Gib aus dem Abschnitt über die Lowland-Brennereien die Passage wortgetreu zurück, beginnend bei „Glasgow: die noch“ und endend bei „mir so bewegt.“.

*Dokumentabschnitt:*
──────────────────────────────

Den Anfang machen die Lowlands, die eine von mir bisher nicht übermäßig beachtete Region ist, weil die wenigen Brennereien dort meine Aufmerksamkeit mit einer Ausnahme bisher nicht wirklich erregen konnten:
Gut:
Daftmill: ich bin tatsächlich ein ziemlicher Daftmill-Nerd und hätte die Brennerei vermutlich sogar in die oberste Kategorie eingeordnet, wenn eines nicht wäre: ihre Preise, die mir regelmäßig die Tränen in die Augen treiben und die deutlich dafür sorgen, dass ich weniger Daftmill zuhause habe, als ich gerne hätte. Das so herrlich fruchtig-leichte-florale und trotzdem markante Profil der Brennerei ist absolut mein Beuteschema für schöne Abende auf der Terrasse.
OK:
Ailsa Bay: ich hab von der Brennerei ein bisschen was probiert und das bisschen hat mich bisher nicht vom Hocker gehauen. Auch fällt mir eine Einordnung schwer, da Ailsa Bay ja mehrere verschiedene, durchaus unterschiedliche Rohbrände herstellt. Daher im Moment „ok“
Annandale: mal rauchig, mal nicht rauchig, fruchtig-malzig und bei mir bisher unter „nett“ abgespeichert. Ist aber noch eine junge Brennerei und das wird sich im Laufe der Jahre sicherlich noch ändern.
Bladnoch: lief bei mir lange unter „ausbaufähig“ und hat sich in den letzten Jahren in die Kategorie „Ok“ nach oben gearbeitet, weil die Abfüllungen inzwischen nicht mehr so belanglos sind und die Frühlingswiese und die feine Säure von Bladnoch wieder in den Vordergrund stellen.
Glasgow: die noch junge Glasgow-Distillery hab ich tatsächlich zweimal ausführlich im Zuge eines Blind Tastings erkundet und wusste beide Male nicht, Abfüllungen welcher Brennerei ich gerade verkoste. Meine Ergebnisse reichten von „nicht so meines“ bis zu „lecker“ und so scheint mir die Brennerei erstmal bei „Ok“ gut aufgehoben.
Kingsbarns: Auch noch sehr jung und im Profil fruchtig-grasig, dabei aber sehr unauffällig. Gerade noch „Ok“.
Rosebank: Auch eine geschlossene Brennerei kann in so einer Liste landen, wenn ich von dieser genug probiert hab. Blumig-kräutrig-süß war meistens mein Eindruck und dabei absolut unspektakulär. Keine Brennerei, der ich hinterhertrauere. 2023 hat nach grob 30 Jahren die Produktion wieder begonnen und ich bin gespannt, in welche Richtung sich die Brennerei bei mir so bewegt.

──────────────────────────────

*Bereitgestellte Daten:*
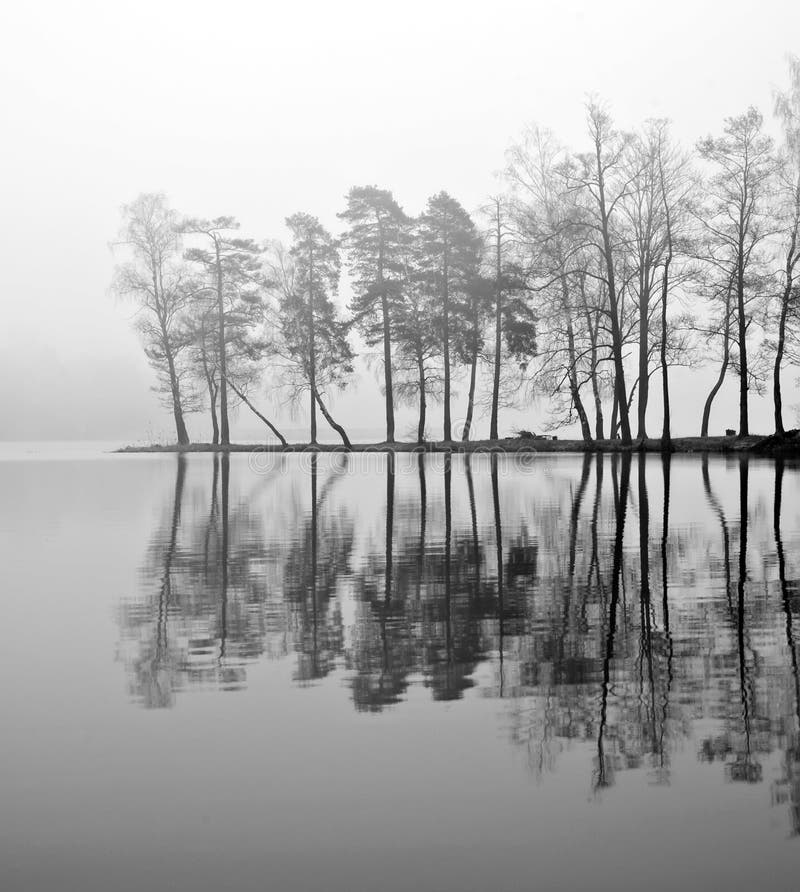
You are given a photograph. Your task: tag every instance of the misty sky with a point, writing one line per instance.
(263, 109)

──────────────────────────────

*Lösung:*
Glasgow: die noch junge Glasgow-Distillery hab ich tatsächlich zweimal ausführlich im Zuge eines Blind Tastings erkundet und wusste beide Male nicht, Abfüllungen welcher Brennerei ich gerade verkoste. Meine Ergebnisse reichten von „nicht so meines“ bis zu „lecker“ und so scheint mir die Brennerei erstmal bei „Ok“ gut aufgehoben.
Kingsbarns: Auch noch sehr jung und im Profil fruchtig-grasig, dabei aber sehr unauffällig. Gerade noch „Ok“.
Rosebank: Auch eine geschlossene Brennerei kann in so einer Liste landen, wenn ich von dieser genug probiert hab. Blumig-kräutrig-süß war meistens mein Eindruck und dabei absolut unspektakulär. Keine Brennerei, der ich hinterhertrauere. 2023 hat nach grob 30 Jahren die Produktion wieder begonnen und ich bin gespannt, in welche Richtung sich die Brennerei bei mir so bewegt.